Copy out each line of the data below in which "leaves" appears.

╭─ Records to process

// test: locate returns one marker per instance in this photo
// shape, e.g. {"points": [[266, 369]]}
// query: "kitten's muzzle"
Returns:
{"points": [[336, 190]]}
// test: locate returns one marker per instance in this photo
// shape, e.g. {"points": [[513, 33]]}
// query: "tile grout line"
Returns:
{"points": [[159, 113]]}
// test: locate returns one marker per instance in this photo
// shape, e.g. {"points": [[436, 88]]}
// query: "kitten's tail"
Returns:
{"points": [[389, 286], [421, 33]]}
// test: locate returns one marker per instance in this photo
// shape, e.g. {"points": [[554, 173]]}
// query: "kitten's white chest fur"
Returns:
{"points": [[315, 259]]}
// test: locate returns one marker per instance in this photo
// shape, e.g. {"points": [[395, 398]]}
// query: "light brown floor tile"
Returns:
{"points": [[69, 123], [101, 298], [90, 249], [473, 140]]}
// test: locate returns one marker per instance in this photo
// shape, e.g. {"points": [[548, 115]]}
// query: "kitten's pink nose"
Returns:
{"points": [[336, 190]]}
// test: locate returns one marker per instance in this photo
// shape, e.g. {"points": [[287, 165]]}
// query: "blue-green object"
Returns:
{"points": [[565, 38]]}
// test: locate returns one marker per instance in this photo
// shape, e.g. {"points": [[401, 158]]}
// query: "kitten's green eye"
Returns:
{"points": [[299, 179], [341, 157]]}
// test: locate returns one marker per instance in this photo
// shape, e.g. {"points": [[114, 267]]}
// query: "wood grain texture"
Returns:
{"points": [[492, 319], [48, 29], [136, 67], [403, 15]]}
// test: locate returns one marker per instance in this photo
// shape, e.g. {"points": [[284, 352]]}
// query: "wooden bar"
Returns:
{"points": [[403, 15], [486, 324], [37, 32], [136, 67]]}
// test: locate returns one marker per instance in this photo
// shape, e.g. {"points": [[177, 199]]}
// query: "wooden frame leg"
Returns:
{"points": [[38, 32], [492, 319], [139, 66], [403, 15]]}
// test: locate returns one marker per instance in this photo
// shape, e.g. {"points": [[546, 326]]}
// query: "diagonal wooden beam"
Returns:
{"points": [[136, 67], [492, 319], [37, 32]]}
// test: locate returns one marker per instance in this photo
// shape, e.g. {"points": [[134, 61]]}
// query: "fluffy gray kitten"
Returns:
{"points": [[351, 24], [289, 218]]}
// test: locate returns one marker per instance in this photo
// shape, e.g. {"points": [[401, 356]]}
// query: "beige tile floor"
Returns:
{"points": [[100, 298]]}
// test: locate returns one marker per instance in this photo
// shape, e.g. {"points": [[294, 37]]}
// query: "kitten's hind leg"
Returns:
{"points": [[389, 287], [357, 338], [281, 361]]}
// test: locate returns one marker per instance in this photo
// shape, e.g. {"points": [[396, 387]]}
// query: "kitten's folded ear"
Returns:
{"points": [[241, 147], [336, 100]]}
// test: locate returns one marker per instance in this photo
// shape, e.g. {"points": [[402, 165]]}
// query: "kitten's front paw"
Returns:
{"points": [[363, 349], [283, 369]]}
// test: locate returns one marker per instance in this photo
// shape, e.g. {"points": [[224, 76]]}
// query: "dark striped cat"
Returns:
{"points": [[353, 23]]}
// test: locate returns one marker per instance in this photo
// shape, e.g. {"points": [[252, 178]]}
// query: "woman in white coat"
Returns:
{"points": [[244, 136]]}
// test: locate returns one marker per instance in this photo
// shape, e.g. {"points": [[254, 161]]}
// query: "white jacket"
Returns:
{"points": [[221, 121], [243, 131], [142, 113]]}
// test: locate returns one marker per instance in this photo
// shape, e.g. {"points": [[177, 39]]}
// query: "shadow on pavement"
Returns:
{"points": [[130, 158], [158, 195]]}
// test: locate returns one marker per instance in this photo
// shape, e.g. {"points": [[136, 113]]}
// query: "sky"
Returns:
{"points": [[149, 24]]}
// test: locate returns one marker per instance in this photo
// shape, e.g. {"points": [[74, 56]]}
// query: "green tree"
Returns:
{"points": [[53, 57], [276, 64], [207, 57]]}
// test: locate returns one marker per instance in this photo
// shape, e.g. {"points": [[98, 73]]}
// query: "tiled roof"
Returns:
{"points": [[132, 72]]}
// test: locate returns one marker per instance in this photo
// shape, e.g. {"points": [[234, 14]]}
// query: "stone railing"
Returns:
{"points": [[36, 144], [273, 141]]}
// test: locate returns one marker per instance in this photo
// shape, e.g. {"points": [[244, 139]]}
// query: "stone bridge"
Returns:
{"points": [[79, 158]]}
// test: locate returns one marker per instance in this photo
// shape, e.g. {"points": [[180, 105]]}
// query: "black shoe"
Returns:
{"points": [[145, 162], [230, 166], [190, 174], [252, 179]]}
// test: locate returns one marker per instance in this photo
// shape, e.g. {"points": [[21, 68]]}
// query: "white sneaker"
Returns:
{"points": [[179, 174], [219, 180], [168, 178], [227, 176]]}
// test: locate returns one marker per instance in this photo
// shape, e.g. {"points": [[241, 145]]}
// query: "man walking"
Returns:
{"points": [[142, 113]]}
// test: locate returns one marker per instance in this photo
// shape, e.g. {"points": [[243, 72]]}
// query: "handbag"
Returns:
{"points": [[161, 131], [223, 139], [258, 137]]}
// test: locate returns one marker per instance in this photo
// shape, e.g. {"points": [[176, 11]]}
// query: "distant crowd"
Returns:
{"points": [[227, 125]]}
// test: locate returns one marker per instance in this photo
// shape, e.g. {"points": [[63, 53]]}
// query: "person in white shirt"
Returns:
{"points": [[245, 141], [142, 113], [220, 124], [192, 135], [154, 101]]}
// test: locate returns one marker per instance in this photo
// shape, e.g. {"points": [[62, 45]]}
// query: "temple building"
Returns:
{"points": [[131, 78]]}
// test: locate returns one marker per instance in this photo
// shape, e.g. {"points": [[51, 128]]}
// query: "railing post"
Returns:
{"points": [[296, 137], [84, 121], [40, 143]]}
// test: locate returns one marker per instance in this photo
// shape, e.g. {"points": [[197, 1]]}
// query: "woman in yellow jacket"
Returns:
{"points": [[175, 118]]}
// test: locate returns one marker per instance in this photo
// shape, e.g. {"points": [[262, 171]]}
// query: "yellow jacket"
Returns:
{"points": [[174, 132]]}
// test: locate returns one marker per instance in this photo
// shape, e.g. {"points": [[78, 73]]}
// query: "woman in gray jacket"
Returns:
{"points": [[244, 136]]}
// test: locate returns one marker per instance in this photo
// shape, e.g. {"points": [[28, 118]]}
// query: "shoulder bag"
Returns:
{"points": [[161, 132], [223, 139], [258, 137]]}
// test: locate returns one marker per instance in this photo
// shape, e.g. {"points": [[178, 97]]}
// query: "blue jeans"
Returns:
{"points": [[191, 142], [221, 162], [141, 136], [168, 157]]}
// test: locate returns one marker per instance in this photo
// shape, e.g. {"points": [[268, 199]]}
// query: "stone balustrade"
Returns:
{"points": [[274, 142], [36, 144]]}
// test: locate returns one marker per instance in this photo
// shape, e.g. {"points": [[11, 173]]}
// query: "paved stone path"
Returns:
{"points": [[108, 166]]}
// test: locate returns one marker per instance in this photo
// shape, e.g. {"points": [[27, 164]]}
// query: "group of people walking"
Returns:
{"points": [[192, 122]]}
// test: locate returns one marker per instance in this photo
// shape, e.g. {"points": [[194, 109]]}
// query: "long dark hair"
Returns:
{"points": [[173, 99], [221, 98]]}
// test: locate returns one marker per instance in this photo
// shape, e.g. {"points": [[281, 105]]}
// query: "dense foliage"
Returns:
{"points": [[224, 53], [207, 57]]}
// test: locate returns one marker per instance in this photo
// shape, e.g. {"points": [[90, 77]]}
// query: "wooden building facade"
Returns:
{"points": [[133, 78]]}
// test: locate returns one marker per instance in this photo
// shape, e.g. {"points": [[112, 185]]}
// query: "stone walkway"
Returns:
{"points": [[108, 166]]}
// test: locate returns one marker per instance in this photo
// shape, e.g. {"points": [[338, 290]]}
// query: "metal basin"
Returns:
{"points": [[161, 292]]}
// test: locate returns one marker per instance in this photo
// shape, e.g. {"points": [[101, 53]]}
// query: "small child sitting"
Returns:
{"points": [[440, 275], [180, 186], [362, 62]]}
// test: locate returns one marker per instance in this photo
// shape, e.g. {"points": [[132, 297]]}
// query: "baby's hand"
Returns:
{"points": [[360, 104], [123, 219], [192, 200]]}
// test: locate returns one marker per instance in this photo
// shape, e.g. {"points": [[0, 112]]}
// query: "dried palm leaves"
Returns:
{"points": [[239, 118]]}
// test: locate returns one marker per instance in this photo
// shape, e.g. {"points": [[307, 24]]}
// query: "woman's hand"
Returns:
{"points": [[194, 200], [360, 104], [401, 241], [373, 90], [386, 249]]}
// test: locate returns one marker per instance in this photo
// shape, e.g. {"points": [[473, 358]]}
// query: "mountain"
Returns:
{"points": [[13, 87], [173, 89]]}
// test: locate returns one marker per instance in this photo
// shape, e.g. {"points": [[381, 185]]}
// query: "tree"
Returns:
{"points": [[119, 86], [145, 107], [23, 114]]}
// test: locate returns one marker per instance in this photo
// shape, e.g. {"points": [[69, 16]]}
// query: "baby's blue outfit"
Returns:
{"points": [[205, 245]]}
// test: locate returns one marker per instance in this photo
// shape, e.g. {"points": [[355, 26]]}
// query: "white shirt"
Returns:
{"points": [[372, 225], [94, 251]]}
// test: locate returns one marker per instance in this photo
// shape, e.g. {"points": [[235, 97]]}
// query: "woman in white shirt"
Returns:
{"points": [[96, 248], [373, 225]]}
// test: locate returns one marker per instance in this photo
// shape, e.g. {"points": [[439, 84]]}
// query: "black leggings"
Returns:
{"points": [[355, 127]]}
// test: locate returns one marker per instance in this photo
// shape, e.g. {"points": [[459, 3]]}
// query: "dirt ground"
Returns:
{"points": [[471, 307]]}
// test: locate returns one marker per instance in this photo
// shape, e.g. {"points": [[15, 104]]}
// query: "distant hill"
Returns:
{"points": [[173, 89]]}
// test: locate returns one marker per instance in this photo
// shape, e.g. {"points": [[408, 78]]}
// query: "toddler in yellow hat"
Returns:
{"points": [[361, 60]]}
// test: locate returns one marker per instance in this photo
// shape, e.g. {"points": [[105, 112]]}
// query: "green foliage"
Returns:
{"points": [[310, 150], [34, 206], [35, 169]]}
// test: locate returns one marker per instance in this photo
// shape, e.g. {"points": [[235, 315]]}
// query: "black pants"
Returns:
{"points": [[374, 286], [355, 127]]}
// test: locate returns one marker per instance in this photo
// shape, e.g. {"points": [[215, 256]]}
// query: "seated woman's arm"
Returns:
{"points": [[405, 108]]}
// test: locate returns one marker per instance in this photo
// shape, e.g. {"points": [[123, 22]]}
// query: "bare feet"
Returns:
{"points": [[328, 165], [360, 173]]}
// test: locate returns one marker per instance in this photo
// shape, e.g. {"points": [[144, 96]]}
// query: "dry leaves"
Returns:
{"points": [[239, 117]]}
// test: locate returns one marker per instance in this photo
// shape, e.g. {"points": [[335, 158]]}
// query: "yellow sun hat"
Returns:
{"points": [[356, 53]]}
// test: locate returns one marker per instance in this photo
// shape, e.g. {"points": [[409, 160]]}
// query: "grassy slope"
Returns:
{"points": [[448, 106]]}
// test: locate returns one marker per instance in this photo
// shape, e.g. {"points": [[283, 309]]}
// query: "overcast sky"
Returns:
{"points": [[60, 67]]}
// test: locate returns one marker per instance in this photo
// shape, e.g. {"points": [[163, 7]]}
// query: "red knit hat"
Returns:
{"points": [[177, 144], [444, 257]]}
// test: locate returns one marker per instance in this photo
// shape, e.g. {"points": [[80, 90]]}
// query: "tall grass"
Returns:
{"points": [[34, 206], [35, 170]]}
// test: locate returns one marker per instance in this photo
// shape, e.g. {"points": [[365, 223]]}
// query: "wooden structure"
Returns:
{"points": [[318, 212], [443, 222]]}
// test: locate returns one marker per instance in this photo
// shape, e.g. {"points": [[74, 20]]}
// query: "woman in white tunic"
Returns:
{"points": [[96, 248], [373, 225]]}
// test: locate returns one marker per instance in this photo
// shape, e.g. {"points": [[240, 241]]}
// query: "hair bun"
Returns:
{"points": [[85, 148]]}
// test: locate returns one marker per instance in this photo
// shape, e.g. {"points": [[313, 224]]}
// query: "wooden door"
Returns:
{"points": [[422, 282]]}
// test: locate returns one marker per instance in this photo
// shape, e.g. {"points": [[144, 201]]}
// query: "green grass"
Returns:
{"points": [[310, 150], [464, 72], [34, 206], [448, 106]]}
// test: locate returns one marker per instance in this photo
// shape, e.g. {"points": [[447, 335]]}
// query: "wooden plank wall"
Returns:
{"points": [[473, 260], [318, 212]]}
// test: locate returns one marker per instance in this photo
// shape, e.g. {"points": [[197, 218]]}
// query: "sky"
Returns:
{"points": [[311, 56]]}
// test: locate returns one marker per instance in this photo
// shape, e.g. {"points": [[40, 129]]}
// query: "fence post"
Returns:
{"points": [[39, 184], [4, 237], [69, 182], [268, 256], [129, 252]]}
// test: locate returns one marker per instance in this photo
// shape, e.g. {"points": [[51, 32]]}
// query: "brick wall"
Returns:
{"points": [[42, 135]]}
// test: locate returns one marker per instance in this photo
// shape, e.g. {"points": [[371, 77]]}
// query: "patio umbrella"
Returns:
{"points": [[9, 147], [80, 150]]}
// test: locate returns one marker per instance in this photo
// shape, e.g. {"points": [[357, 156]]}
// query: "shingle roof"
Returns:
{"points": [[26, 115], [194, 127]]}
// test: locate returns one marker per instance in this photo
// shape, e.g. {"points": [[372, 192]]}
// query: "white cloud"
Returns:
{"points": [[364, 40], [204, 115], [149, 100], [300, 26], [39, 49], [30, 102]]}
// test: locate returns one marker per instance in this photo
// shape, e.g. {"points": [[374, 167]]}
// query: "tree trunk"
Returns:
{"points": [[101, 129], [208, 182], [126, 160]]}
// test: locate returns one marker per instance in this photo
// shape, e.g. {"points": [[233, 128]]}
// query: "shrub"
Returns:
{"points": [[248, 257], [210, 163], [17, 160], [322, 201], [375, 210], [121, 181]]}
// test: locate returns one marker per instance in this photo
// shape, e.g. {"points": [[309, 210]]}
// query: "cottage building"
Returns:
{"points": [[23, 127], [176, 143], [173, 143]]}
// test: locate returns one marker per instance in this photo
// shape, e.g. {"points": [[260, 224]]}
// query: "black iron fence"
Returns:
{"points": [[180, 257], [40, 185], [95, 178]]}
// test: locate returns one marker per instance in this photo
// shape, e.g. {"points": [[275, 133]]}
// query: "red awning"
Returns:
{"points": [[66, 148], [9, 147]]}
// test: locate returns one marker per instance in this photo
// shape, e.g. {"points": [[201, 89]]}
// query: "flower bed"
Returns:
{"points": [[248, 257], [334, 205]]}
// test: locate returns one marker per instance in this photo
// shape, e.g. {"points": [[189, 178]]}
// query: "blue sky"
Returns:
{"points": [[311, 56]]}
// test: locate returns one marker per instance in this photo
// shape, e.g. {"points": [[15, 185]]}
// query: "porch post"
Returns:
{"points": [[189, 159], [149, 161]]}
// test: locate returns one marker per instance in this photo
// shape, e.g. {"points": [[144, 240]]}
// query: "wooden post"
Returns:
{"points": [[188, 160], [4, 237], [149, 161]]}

╰─

Output for this exercise
// query: "dried palm leaves"
// query: "dry leaves"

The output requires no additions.